E adesso tutti a Ischia!!

di Ferdinando Carcavallo

Comincia oggi l'Ischia Film Location, il festival del cinema "no global" che per la sua quinta edizione ha deciso di cambiare legermente il nome specificando esplicitamente l'interesse della manifestazione per le location cinematograiche e il cineturismo. Quello che contraddistingue l'IFL dagli altri tantissimi festival, che proprio in questi giorni impazzano nella sola regione Campania, è il fatto che l'isola si trasformi per una settimana in un enorme e bellissimo multiplex naturale, del tutto gratuito e per niente contaminato dalla mondanità inopportuna che di solito è inevitabile in queste occasioni.
L'Ischia Film Location si concentra sul cinema (opere, autori) con particolare riferimento al rapporto che questa arte allaccia con le località in cui i film vengono realizzati.
In un periodo in cui il modo di fare cinema sta cambiando radicalmente, dal punto di vista tecnico e non, in cui le location virtuali sono più economiche e adattabili di quelle naturali, c'è il rischio che un cinema come quello italiano perda la sua valenza paesaggistica (nel senso buono). Non a caso una manifestazione come questa viene allestita nella località italiana con la più grande concentrazione di film girati.
····················
• [ELENCO DEI COMPITI]:
A. Riscrivi il passo del testo sul festival di Ischia che va da "L'Ischia Film Location si" fino a "di film girati.", sostituendo "modo di fare cinema" con "modo di girare film".
B. Prosegui il testo sul festival di Ischia a partire dalla sua ultima frase.

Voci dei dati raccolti
····················
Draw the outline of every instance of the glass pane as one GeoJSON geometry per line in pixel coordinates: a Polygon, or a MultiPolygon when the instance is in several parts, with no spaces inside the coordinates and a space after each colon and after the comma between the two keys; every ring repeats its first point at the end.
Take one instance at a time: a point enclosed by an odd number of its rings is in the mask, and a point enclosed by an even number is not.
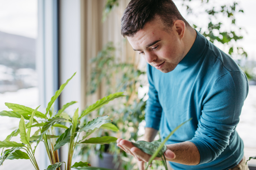
{"type": "MultiPolygon", "coordinates": [[[[37,1],[0,0],[0,111],[10,110],[5,105],[6,102],[35,108],[39,105],[35,70],[37,1]]],[[[18,128],[19,121],[0,117],[0,141],[18,128]]],[[[11,141],[20,143],[20,136],[11,141]]],[[[15,159],[6,160],[0,169],[35,168],[29,160],[15,159]]]]}

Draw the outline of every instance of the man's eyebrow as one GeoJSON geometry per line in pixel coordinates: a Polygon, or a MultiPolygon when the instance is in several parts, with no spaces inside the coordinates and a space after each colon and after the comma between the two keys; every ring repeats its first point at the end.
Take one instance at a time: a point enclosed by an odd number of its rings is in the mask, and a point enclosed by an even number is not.
{"type": "MultiPolygon", "coordinates": [[[[151,46],[152,46],[153,45],[154,45],[154,44],[157,43],[157,42],[159,42],[159,41],[161,41],[161,40],[157,40],[155,41],[154,41],[154,42],[148,44],[148,45],[147,45],[146,46],[146,48],[148,48],[148,47],[150,47],[151,46]]],[[[141,50],[135,50],[135,49],[134,49],[134,51],[142,51],[141,50]]]]}

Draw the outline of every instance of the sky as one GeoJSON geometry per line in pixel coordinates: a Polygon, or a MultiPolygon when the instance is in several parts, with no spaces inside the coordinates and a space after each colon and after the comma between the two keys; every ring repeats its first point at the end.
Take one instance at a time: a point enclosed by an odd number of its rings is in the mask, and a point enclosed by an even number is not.
{"type": "Polygon", "coordinates": [[[37,0],[0,0],[0,31],[37,37],[37,0]]]}
{"type": "MultiPolygon", "coordinates": [[[[180,4],[182,0],[173,0],[185,19],[193,19],[186,15],[185,10],[182,10],[180,4]]],[[[201,0],[193,0],[189,3],[192,6],[199,11],[202,9],[200,9],[200,6],[198,6],[200,1],[201,0]]],[[[223,3],[233,2],[234,0],[210,0],[209,2],[211,1],[218,3],[217,5],[220,6],[223,3]]],[[[247,52],[248,59],[256,60],[256,34],[254,32],[256,27],[256,14],[254,9],[256,6],[256,0],[236,1],[244,11],[244,14],[240,14],[236,17],[237,24],[244,28],[247,34],[243,34],[244,36],[242,40],[235,43],[242,46],[247,52]]],[[[37,36],[37,0],[0,0],[0,31],[36,38],[37,36]]],[[[206,21],[207,19],[207,16],[205,15],[200,16],[200,19],[194,18],[194,20],[196,20],[195,22],[200,25],[208,23],[208,21],[206,21]]],[[[221,48],[224,48],[221,45],[217,46],[221,48]]],[[[225,51],[224,49],[221,49],[225,51]]]]}

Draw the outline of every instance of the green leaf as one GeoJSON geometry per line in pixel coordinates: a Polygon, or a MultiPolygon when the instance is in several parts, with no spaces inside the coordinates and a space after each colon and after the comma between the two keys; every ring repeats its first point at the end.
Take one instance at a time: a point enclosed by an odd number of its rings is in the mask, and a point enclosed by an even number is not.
····················
• [RISPOSTE PER COMPITO]:
A.
L'Ischia Film Location si concentra sul cinema (opere, autori) con particolare riferimento al rapporto che questa arte allaccia con le località in cui i film vengono realizzati.
In un periodo in cui il modo di girare film sta cambiando radicalmente, dal punto di vista tecnico e non, in cui le location virtuali sono più economiche e adattabili di quelle naturali, c'è il rischio che un cinema come quello italiano perda la sua valenza paesaggistica (nel senso buono). Non a caso una manifestazione come questa viene allestita nella località italiana con la più grande concentrazione di film girati.

B.
Oltre alle tavole rotonde sul cineturismo, quest'anno sarà presente al Festival Giuseppe Papasso, autore di uno dei più interessanti Dizionari del cinema Italiano che racoglie i titoli proprio in base alle regioni d'Italia in cui sono stati girati.
Padrini di questa edizione saranno Mario Monicelli e Giuliano Montaldo, mentre si alterneranno nelle varie location dell'Isola Kristoff Zanussi, Arnoldo Foà, Osvaldo Desideri, Andrea Rizzoli e Antonella Stefanucci.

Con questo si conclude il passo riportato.